- [Task prompt]: Write out each line from the data below that includes the word "dried".

Dataset entries

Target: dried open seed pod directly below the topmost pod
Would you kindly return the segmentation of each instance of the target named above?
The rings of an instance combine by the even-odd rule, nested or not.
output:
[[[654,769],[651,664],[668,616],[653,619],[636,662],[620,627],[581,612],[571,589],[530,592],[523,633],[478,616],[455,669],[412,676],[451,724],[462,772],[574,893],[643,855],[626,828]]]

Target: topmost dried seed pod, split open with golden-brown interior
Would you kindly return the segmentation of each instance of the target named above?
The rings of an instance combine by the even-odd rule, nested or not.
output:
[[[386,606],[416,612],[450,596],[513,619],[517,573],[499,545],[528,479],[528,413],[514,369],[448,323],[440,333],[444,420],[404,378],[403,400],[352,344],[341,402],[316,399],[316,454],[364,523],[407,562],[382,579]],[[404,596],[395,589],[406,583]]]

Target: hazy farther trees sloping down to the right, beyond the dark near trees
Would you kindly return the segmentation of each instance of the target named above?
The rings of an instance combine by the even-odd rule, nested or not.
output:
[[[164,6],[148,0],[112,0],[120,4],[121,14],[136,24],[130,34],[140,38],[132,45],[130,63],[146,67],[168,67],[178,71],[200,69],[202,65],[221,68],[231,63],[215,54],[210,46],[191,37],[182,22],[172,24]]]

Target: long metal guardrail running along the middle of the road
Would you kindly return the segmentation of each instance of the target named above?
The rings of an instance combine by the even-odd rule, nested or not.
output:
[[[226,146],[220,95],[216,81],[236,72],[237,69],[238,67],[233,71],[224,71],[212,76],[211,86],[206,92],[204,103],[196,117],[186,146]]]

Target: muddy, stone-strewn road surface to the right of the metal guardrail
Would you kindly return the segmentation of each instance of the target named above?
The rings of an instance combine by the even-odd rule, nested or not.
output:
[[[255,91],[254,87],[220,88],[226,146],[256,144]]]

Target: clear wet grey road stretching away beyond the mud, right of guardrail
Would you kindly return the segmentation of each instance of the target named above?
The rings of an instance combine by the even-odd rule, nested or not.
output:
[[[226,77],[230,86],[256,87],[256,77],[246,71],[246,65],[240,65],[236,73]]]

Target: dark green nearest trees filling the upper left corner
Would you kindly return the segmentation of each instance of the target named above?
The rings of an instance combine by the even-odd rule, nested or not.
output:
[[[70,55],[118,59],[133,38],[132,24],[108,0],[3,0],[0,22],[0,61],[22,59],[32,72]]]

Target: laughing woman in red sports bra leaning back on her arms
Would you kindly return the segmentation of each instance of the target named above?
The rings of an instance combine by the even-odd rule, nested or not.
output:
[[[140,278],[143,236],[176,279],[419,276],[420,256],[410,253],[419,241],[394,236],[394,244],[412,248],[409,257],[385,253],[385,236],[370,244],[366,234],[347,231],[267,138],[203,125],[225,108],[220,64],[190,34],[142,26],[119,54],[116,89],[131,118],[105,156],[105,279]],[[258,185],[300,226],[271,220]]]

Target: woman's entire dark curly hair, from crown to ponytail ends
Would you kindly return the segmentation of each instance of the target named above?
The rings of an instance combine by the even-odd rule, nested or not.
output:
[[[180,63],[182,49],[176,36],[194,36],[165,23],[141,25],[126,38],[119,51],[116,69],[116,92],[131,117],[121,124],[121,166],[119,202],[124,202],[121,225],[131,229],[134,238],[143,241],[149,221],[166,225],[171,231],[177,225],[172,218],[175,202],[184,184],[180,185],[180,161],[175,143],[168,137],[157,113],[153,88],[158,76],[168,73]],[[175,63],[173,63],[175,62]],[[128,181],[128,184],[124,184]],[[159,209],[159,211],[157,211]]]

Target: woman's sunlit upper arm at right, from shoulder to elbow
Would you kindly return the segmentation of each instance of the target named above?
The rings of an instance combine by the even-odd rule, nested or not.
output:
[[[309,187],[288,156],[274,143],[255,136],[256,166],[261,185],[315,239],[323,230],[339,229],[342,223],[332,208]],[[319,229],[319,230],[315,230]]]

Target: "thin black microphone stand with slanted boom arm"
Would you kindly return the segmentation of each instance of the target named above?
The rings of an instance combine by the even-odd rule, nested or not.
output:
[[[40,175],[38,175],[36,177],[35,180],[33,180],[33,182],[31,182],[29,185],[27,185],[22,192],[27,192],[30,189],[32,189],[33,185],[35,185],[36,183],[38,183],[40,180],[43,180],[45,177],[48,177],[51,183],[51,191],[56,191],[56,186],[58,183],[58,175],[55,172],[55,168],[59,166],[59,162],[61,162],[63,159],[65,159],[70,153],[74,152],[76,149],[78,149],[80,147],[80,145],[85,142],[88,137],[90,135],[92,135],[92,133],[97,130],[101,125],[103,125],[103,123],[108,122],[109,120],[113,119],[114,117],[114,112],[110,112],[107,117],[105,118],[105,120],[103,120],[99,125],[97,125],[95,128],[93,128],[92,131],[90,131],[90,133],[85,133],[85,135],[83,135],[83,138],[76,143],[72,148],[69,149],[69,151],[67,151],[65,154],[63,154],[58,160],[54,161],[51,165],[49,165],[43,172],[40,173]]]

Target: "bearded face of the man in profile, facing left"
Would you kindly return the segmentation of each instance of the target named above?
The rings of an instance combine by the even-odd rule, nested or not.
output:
---
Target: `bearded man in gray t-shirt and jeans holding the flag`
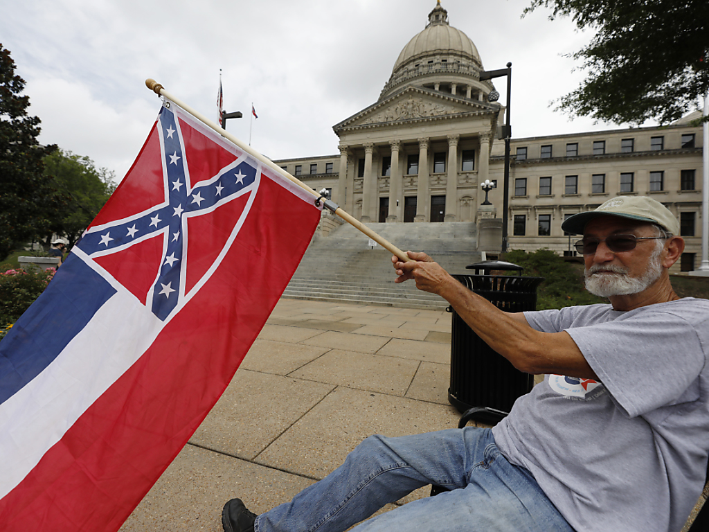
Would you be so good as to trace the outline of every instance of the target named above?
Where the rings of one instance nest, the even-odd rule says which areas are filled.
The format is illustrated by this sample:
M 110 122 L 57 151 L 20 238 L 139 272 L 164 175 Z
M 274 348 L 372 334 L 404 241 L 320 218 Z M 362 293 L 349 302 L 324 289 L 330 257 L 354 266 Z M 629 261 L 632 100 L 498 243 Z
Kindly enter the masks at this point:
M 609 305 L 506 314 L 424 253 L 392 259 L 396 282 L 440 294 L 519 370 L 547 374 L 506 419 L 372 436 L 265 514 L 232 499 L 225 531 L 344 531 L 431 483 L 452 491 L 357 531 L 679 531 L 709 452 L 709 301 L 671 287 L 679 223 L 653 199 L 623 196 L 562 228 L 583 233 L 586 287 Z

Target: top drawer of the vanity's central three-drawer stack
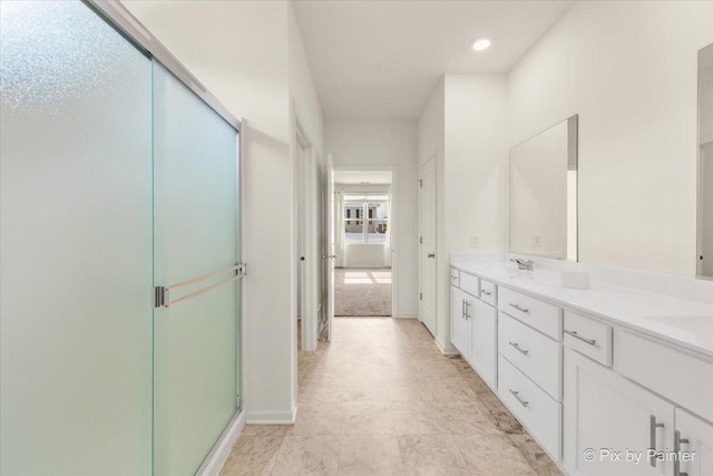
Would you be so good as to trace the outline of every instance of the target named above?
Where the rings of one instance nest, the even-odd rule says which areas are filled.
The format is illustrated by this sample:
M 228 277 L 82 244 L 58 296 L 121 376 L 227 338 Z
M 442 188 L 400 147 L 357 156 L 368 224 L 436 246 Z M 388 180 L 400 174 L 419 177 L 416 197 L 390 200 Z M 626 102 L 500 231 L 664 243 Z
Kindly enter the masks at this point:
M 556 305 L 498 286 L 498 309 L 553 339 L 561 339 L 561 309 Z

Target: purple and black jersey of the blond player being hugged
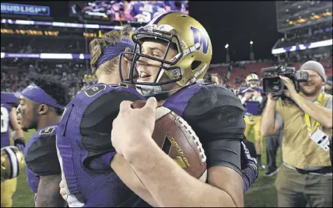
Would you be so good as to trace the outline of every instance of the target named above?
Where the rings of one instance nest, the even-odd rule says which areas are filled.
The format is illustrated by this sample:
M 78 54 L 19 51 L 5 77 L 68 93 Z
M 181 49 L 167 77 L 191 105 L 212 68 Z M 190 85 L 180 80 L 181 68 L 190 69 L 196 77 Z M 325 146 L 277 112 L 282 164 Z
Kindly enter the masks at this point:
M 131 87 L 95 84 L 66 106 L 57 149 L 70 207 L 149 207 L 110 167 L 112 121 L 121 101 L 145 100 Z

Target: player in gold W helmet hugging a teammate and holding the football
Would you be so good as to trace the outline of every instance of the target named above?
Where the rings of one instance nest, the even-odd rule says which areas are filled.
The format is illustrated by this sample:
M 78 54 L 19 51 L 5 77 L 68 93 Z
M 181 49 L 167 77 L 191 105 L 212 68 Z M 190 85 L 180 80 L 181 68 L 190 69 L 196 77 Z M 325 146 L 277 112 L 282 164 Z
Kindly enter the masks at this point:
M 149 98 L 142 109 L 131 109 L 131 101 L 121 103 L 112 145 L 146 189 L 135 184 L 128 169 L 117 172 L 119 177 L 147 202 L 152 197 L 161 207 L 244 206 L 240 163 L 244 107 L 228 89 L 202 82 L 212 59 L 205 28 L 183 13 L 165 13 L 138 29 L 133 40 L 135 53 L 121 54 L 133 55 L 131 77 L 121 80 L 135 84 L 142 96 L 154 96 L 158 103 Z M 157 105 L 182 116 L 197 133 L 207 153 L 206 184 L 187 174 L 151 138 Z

- [Task output]:
Target: dried open seed pod directly below the topmost pod
Target: topmost dried seed pod, split open with golden-brown interior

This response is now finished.